> **Set exercise**
Rewrite the rows below, replacing every occurrence of "integer pixel coordinates" with "whole-number pixel coordinates" and leaving all other text unchanged. Omit the pictures from your output.

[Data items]

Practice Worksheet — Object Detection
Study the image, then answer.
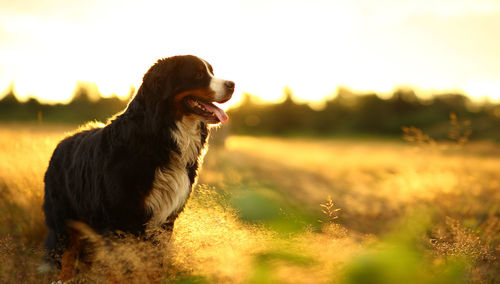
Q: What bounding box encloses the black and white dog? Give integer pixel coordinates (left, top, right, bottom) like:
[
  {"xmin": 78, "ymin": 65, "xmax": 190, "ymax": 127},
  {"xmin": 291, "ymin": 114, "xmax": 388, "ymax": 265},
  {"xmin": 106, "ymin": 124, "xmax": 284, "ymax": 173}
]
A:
[{"xmin": 43, "ymin": 55, "xmax": 234, "ymax": 280}]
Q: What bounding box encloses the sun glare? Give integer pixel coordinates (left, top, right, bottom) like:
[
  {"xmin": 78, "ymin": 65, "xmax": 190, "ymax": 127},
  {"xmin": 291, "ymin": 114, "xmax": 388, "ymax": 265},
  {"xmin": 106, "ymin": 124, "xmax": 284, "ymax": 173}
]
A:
[{"xmin": 0, "ymin": 0, "xmax": 500, "ymax": 103}]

> **Right answer**
Practice Worksheet — Object Detection
Study the image, then answer.
Q: What bounding box encloses the black and white dog? Give whole-number pixel coordinates (left, top, right, bottom) like:
[
  {"xmin": 78, "ymin": 65, "xmax": 190, "ymax": 127},
  {"xmin": 291, "ymin": 114, "xmax": 388, "ymax": 265},
  {"xmin": 106, "ymin": 124, "xmax": 284, "ymax": 173}
]
A:
[{"xmin": 43, "ymin": 55, "xmax": 234, "ymax": 280}]
Q: What bounding box encloses the sun glare? Give whole-number pixel coordinates (left, top, right, bottom) like:
[
  {"xmin": 78, "ymin": 65, "xmax": 190, "ymax": 127},
  {"xmin": 291, "ymin": 114, "xmax": 388, "ymax": 265},
  {"xmin": 106, "ymin": 124, "xmax": 284, "ymax": 173}
]
A:
[{"xmin": 0, "ymin": 0, "xmax": 500, "ymax": 103}]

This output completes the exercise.